[Problem to solve] According to the article on spinal cord injury, what does chondroitinase ABC digest?
(Extract begins)
Garcia-Alias, G., Barkhuysen S., Buckle, M. & Fawcett, J. W. Chondroitinase ABC treatment opens a window of opportunity for task-specific rehabilitation. Nat. Neurosci. 12, 1145–1151 (2009).

Credit: © iStockphoto.com/Feng Yu

Effective treatments for spinal cord injury (SCI) are sorely needed, as prognosis after injury is seldom positive—patients with SCI are usually left with profound disabilities. Regaining lost functions, such as conscious control of body parts, is the holy grail of current SCI research, but progress in this field remains slow. A study on the use of specific rehabilitation in combination with targeted spinal cord plasticity, however, demonstrates that marked improvements in motor function can be achieved.

Research into SCI is still at the experimental stage, which no doubt reflects the fact that SCI is a complex and difficult condition to treat. The endogenous processes that prevent the injured spinal cord from healing are still not fully understood. What is known is that after injury glial scar tissue forms around the injury site in the spinal cord, thereby inhibiting axon regeneration and functional recovery of the 'lost' neuronal connections. Chondroitin sulfate proteoglycans (CSPGs), which are constituents of perineuronal nets and have been shown to turn off plasticity at the end of the developmental critical periods, are also located in the glial scar. At this location CSPGs have been shown to be largely responsible for this inhibitory effect on axon regeneration, and counteraction of this inhibition is currently the focus of a number of research groups.

James Fawcett and colleagues at the University of Cambridge, UK have previously shown, in a rodent model of SCI, that digestion of these CSPGs increases axon regeneration in the glial scar, and that CSPG digestion is linked to a marked improvement in motor behavior. Spinal cord plasticity is believed to be involved in these improvements. The rodent spinal cord, however, is wired differently from that of humans, and it is not immediately obvious from these experiments whether the anti-CSPG treatment would work in humans with spinal cord injury. In an attempt to answer this question, Fawcett and colleagues have now focussed their research interests on spinal cord regeneration in the corticospinal tract (CST). The CST is a critical spinal pathway in humans, and is essential for controlling fine paw movements in rodents. Severing the CST in rats and treating these animals with chondroitinase ABC (an enzyme that digests CSPGs) evokes 'plasticity' in the form of profuse axon sprouting, but no appreciable recovery of forepaw function. “We reasoned that random CST connections [after injury] probably don't help very much,” explains Fawcett. “During development an initial period of exuberant [connectivity] is refined by behaviorally driven activity.” By recapitulating this process in the injured spinal cord, Fawcett and colleagues hoped to demonstrate that lost locomotor behavior could be regained.
(Extract ends)
(Excerpted records begins)
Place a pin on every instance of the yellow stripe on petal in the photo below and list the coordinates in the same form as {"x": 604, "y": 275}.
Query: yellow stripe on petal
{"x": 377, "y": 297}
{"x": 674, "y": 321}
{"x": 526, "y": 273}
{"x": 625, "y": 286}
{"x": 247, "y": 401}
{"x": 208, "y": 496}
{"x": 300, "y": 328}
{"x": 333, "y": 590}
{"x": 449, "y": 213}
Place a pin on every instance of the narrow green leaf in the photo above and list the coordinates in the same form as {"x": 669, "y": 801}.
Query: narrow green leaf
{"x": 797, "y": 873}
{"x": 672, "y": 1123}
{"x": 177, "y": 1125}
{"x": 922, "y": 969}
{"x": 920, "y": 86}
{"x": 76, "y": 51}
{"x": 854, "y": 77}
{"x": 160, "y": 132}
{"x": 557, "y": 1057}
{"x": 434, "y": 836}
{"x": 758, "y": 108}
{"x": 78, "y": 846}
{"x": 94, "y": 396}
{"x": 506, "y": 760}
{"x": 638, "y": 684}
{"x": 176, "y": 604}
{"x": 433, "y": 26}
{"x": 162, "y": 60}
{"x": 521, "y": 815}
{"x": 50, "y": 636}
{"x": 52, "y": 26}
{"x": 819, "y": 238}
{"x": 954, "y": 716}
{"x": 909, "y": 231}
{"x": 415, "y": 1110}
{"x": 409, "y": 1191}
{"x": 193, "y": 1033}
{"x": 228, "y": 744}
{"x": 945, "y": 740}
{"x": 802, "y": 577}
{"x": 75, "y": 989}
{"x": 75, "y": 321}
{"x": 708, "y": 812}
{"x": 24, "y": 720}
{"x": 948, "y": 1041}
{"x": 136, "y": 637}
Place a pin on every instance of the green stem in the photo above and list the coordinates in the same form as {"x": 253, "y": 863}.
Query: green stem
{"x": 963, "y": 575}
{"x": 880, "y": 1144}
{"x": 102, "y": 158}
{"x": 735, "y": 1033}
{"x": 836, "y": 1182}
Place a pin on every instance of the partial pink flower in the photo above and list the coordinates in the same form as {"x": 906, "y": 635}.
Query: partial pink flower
(Excerpted records ends)
[Solved problem] Chondroitin sulfate proteoglycans (CSPGs).